§ Task prompt
Search the records below for "blue"; copy each line that has it.

◆ ◆ ◆ ◆

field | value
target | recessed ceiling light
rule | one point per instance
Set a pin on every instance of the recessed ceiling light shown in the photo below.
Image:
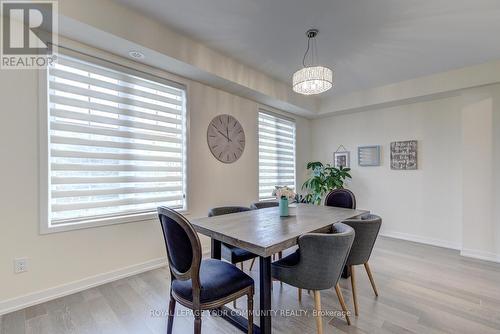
(136, 54)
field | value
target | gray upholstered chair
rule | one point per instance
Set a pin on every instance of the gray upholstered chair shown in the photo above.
(341, 198)
(195, 283)
(366, 228)
(317, 264)
(230, 253)
(264, 205)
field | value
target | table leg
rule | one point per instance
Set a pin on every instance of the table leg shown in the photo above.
(265, 294)
(216, 249)
(346, 273)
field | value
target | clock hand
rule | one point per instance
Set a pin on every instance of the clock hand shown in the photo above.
(224, 135)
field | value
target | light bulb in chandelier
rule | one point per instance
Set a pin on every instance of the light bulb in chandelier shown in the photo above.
(313, 79)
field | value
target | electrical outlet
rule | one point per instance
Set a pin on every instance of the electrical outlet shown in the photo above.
(20, 265)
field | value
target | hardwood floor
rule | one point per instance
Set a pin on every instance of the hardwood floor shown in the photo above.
(422, 289)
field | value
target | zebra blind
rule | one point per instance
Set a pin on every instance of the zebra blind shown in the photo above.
(116, 143)
(276, 154)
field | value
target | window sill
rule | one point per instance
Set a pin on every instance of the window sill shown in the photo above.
(100, 222)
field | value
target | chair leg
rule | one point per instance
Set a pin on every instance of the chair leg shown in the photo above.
(342, 303)
(171, 313)
(251, 264)
(317, 307)
(197, 323)
(353, 285)
(250, 312)
(370, 276)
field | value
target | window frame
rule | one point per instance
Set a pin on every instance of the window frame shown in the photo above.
(119, 64)
(283, 117)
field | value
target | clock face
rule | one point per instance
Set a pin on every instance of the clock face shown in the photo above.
(226, 138)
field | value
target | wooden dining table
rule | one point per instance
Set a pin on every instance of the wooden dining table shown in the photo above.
(264, 233)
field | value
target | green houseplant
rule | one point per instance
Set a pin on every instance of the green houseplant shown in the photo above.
(323, 179)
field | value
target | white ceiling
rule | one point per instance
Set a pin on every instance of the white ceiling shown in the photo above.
(369, 42)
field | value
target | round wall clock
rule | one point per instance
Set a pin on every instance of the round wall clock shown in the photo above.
(226, 138)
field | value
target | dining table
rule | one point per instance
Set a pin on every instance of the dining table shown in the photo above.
(264, 232)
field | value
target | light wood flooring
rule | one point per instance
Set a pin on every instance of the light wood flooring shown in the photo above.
(423, 289)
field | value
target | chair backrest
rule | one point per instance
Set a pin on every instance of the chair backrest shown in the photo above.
(341, 198)
(183, 246)
(225, 210)
(323, 256)
(366, 228)
(263, 205)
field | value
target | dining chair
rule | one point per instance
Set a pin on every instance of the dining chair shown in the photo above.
(366, 229)
(317, 265)
(195, 283)
(231, 253)
(264, 205)
(341, 198)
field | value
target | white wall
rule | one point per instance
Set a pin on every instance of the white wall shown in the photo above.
(452, 199)
(425, 203)
(56, 260)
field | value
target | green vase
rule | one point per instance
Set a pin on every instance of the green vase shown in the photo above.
(283, 207)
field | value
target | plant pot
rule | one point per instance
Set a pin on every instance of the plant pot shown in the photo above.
(283, 206)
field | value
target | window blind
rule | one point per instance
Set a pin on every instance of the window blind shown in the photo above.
(276, 154)
(116, 143)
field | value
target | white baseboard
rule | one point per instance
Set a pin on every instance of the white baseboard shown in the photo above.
(481, 255)
(14, 304)
(422, 240)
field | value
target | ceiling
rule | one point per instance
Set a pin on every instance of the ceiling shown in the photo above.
(370, 43)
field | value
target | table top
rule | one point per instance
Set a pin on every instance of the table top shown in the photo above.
(264, 232)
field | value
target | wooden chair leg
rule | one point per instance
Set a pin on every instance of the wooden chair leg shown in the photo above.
(317, 307)
(342, 303)
(197, 323)
(250, 312)
(370, 276)
(353, 285)
(251, 264)
(171, 313)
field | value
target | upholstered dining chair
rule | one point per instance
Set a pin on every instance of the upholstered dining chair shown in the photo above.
(195, 283)
(317, 265)
(366, 228)
(263, 205)
(341, 198)
(230, 253)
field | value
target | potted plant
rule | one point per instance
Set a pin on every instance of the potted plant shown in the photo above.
(283, 195)
(324, 178)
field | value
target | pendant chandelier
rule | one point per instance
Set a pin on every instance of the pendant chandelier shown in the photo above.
(312, 79)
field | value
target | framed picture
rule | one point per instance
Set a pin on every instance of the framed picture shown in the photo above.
(404, 155)
(341, 159)
(369, 155)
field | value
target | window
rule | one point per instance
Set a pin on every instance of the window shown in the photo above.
(116, 144)
(276, 153)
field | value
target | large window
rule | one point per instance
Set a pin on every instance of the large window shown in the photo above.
(116, 143)
(276, 153)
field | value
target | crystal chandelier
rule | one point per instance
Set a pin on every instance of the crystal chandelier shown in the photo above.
(313, 79)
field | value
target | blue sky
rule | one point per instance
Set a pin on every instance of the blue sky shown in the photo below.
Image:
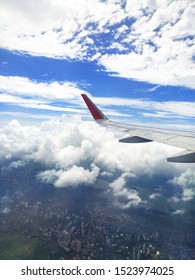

◆ ◆ ◆ ◆

§ Response for this exercise
target | blue sky
Set a pin on every instance of the blue sky shown in the photo below.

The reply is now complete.